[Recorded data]
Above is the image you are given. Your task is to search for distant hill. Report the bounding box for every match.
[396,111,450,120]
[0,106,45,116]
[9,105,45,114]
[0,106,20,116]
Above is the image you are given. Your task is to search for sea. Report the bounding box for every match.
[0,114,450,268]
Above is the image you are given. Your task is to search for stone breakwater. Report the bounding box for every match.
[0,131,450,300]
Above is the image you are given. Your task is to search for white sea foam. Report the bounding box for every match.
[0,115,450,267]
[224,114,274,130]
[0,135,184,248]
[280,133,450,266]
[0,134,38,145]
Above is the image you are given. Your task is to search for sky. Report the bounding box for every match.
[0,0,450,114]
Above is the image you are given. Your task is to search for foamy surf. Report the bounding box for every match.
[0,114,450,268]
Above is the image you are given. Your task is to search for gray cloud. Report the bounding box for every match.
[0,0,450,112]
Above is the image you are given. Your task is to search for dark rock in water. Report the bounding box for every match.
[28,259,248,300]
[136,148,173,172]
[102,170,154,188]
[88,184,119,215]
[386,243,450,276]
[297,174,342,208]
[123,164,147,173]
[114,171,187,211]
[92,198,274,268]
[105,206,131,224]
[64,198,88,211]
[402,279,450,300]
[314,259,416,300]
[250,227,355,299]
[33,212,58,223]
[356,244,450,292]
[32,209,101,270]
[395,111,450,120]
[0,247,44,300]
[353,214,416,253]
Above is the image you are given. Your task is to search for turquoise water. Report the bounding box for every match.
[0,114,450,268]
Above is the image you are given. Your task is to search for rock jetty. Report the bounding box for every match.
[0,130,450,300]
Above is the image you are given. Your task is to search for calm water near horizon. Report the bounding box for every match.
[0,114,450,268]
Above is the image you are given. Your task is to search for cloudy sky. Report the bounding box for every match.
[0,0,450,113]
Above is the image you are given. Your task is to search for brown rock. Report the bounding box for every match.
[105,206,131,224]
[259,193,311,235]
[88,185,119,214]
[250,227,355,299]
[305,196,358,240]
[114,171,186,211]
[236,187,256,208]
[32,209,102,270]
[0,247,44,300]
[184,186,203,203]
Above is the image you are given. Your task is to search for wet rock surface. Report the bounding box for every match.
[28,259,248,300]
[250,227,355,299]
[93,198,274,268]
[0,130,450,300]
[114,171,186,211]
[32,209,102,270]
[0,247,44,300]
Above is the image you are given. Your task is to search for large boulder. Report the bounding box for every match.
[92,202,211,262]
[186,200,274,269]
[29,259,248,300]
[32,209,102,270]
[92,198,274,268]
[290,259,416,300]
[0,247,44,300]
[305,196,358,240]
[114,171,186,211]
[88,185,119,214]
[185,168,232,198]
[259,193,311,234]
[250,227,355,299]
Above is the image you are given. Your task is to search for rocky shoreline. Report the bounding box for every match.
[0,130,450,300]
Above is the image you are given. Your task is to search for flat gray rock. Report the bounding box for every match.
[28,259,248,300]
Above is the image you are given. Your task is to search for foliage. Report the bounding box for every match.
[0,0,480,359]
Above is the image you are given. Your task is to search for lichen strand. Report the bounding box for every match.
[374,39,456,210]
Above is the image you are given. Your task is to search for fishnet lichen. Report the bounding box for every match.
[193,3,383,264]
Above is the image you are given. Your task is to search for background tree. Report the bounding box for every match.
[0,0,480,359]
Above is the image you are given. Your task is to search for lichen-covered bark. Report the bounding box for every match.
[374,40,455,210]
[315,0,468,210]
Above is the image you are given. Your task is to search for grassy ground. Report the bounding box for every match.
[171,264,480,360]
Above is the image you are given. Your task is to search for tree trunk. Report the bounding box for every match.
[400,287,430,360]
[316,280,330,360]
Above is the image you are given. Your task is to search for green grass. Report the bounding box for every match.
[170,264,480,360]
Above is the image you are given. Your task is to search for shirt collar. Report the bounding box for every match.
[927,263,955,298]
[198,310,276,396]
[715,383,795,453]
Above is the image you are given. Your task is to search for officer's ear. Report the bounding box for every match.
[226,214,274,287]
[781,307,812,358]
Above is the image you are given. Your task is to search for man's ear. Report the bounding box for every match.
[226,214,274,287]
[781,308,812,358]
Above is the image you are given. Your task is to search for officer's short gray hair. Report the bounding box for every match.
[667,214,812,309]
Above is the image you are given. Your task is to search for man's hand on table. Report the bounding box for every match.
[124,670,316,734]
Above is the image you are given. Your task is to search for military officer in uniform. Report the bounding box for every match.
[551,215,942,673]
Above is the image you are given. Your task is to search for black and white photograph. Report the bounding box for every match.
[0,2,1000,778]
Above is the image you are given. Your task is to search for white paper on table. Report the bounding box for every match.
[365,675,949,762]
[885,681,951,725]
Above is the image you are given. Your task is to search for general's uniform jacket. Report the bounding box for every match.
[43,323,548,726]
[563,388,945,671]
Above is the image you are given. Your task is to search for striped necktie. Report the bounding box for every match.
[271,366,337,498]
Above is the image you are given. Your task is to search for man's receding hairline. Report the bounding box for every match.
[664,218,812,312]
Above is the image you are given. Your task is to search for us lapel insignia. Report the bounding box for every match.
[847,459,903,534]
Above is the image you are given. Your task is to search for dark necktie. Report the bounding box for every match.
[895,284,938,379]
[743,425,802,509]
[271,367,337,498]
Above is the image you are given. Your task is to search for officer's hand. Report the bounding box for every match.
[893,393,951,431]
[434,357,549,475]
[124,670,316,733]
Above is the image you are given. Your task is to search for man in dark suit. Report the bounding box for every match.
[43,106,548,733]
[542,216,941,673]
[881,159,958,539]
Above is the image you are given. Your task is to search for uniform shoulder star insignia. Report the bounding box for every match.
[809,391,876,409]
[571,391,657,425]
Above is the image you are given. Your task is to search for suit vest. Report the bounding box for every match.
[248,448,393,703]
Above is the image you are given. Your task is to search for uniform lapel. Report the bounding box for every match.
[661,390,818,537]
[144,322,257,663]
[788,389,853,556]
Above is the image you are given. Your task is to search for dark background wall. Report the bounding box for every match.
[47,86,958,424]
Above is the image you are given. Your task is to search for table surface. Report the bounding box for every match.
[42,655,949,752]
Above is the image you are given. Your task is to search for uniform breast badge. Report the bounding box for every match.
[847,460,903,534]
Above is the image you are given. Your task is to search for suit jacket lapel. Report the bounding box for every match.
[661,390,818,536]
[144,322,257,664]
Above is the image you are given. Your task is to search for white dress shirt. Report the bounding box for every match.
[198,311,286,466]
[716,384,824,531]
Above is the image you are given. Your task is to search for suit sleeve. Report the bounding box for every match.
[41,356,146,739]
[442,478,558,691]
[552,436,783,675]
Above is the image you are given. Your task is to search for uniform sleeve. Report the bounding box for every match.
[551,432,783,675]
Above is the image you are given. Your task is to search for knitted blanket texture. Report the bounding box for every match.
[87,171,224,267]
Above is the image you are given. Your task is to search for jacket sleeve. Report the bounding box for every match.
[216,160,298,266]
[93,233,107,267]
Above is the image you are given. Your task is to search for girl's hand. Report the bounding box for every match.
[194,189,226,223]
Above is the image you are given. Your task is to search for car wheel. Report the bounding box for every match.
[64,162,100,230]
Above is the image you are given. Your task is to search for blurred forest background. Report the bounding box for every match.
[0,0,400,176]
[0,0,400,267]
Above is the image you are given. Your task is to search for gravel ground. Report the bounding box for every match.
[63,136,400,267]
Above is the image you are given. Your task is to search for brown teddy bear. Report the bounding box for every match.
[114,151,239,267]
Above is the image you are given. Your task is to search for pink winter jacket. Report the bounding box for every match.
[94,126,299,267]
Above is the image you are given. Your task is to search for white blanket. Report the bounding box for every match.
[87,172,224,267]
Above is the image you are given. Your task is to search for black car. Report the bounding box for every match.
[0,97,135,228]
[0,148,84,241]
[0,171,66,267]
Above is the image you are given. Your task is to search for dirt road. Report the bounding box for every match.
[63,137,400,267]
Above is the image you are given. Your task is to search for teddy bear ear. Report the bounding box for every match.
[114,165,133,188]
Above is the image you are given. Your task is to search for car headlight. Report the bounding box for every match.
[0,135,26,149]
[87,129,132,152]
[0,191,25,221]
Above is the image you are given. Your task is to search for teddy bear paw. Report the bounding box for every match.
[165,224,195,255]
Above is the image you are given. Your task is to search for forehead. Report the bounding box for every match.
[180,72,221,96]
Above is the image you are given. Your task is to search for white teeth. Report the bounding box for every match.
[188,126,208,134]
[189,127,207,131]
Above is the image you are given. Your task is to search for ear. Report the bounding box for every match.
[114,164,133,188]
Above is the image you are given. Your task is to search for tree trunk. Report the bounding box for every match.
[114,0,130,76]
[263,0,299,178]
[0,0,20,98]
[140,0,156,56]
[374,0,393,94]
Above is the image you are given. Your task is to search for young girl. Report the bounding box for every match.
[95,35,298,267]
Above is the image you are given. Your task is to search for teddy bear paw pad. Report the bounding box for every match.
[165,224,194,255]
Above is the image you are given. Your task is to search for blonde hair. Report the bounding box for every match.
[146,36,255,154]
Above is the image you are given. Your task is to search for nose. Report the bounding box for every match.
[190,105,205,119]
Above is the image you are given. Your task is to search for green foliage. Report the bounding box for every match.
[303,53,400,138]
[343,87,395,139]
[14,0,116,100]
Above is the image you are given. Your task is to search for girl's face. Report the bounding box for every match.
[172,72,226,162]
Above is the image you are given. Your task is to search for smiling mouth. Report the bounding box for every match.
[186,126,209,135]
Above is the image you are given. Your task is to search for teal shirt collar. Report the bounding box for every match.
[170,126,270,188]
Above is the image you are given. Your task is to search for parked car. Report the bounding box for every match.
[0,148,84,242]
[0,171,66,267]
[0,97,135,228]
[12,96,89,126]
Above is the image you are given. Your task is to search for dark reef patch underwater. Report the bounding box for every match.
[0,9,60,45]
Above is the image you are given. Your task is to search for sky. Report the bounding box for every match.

### WHAT IS EXPECTED
Starting at the line that contains "search for shirt" and ending after the line that contains "[847,459,903,534]", rewrite those entries with each "man's" swapped for "person's". Keep everything else unchanged.

### RESPONSE TO THE TASK
Above is the image you are given. Your task is to search for shirt collar. Report the bounding box for every match.
[927,263,955,298]
[198,310,276,396]
[715,383,795,453]
Above is the image you are given. Your task is to search for officer's ear. Report the bounding box for every match.
[226,214,274,287]
[781,307,812,358]
Above is the image you are given. Your task is to search for person's ear. Report the bounding box for every match.
[226,214,274,287]
[781,308,812,358]
Above is the image you are given. Your task is to search for officer's short gray hair. Report the bounding box for every match.
[667,214,812,309]
Above is the image you are given. Your task is to search for person's hand on table. Report the bounding box for every match.
[124,670,316,734]
Above is the image you are given. Your task is to search for military officer in uniform. Report the bounding box for every match.
[551,215,942,673]
Above is the image you are given. Your task is to search for black and white photograph. Report the bounding box for every match.
[0,2,1000,778]
Above is the image you are given. Your task is to search for white paper on table. Report the bounding box for every match.
[365,675,949,762]
[885,681,951,725]
Above is the image you are given. Your task is to search for general's uniform jacket. Report the bounding box for every match.
[43,323,548,726]
[563,388,945,671]
Above is the image you are given. Your task is to search for striped necktie. Report the bounding box for every match.
[271,366,337,498]
Above is the image you are given. Your task is to search for person's receding hairline. Report the bounding box for every match.
[664,218,812,312]
Above is the image you are given. Your task is to search for us lapel insignia. Report the bounding box for every match.
[847,459,903,534]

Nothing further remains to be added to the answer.